Your goal
Filter the material, keeping only lines with the word "yellow".

Source data
==============================
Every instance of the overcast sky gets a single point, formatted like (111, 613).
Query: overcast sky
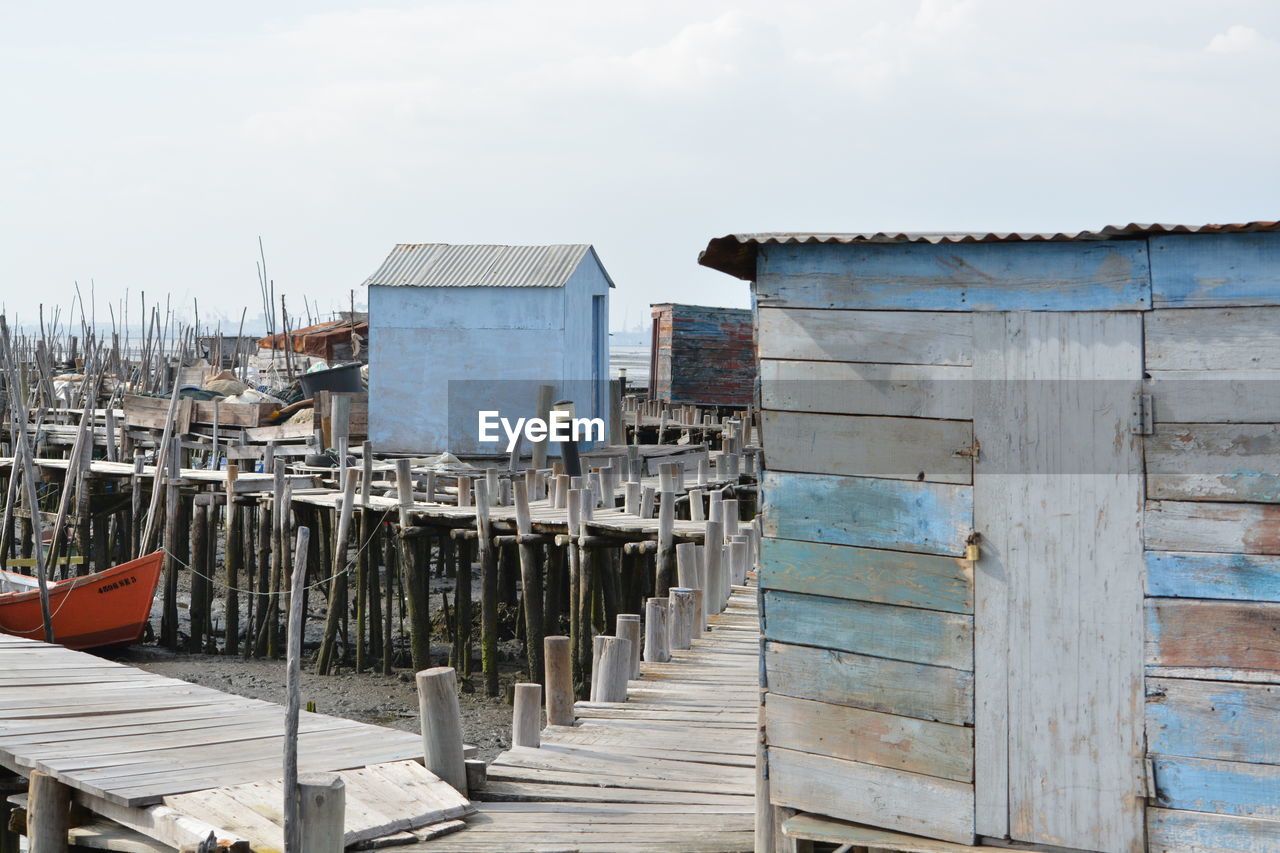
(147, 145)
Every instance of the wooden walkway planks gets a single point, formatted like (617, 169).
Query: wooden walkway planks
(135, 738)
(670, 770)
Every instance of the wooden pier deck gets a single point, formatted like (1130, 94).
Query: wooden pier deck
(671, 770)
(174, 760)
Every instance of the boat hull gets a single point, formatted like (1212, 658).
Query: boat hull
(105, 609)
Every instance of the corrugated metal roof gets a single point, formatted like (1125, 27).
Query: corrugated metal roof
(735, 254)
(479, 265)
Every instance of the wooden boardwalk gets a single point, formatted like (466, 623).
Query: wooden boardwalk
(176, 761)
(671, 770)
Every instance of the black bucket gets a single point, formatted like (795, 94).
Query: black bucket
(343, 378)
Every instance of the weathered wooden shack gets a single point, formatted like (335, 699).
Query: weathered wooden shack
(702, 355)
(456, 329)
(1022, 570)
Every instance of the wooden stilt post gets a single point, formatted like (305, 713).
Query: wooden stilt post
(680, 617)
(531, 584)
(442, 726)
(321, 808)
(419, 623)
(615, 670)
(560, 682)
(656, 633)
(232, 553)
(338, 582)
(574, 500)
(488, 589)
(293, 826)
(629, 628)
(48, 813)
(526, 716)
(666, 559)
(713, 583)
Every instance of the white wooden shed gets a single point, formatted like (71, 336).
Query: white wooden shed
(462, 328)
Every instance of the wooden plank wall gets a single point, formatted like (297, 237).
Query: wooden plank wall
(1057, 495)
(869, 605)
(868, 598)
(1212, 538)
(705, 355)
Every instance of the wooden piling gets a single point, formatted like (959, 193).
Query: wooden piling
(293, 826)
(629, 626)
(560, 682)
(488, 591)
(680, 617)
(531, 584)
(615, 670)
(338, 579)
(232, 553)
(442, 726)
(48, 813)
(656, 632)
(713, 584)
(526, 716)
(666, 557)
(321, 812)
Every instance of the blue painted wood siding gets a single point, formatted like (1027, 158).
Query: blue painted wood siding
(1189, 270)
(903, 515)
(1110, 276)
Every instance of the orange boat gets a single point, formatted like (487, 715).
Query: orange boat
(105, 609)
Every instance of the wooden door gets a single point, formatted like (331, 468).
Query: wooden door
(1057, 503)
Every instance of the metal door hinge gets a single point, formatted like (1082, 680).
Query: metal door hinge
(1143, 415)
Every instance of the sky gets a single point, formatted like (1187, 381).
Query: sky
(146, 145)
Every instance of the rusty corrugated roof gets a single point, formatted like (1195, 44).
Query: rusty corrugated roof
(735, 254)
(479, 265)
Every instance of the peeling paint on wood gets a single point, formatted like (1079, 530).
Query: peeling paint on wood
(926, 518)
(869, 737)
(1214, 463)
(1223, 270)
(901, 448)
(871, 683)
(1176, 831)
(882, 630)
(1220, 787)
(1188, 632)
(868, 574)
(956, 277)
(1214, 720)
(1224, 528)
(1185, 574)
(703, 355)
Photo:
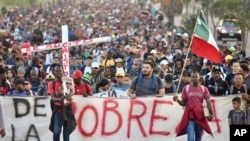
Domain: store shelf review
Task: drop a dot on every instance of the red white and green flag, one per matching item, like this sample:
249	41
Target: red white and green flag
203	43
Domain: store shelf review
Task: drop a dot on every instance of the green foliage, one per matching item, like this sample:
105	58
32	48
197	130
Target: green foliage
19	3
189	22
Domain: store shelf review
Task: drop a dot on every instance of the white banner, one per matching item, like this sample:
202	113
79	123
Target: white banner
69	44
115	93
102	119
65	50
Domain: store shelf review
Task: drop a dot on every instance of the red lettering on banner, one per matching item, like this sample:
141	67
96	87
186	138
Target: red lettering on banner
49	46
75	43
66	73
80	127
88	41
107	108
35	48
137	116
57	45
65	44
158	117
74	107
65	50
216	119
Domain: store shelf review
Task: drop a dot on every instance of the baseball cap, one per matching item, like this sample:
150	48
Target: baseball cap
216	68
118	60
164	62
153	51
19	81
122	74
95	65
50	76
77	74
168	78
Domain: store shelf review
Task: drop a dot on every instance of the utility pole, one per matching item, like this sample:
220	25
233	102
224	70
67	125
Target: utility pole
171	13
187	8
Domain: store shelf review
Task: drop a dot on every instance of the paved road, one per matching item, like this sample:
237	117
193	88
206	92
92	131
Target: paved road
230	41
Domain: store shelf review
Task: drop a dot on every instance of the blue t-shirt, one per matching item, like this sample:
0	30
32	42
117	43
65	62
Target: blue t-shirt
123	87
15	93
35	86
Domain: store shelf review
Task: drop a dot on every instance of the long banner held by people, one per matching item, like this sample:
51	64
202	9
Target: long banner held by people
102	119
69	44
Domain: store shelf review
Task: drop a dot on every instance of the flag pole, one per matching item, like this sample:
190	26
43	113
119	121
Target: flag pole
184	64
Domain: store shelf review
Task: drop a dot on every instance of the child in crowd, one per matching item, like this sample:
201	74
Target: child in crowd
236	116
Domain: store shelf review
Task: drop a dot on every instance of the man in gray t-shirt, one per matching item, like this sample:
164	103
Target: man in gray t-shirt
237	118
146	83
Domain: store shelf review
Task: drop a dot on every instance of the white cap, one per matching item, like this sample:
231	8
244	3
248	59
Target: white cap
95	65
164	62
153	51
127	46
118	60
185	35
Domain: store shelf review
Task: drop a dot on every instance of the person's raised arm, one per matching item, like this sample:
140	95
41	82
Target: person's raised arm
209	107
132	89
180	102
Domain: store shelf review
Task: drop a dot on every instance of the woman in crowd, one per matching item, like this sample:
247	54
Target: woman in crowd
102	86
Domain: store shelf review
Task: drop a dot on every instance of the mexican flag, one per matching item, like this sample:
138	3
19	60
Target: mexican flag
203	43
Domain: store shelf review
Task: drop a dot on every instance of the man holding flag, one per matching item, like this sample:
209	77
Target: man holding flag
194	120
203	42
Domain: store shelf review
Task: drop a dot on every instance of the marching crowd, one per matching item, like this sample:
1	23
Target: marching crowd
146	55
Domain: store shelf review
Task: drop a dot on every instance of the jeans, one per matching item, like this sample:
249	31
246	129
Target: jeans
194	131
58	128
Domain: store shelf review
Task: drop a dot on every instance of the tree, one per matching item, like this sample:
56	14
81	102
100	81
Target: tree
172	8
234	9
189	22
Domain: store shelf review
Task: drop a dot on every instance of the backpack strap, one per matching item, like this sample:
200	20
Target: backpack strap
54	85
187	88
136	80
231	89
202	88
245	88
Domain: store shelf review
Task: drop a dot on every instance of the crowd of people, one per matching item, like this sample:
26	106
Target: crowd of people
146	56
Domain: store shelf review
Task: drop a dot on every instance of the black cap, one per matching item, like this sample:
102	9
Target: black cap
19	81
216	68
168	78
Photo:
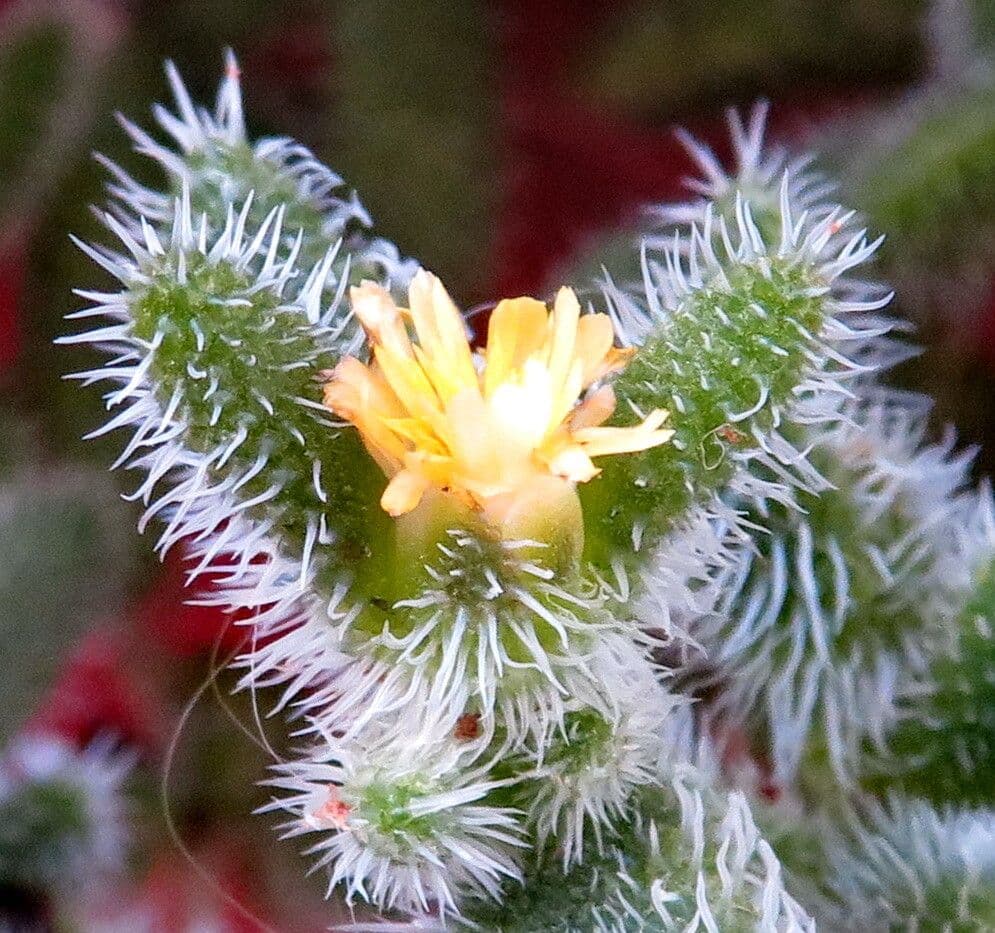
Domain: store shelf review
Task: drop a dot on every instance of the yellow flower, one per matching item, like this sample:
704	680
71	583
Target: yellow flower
==============================
Output for this exercise
Task: drop a dot on every instance of the yellow flower, one per matching item, like this sample:
Target: yellow flower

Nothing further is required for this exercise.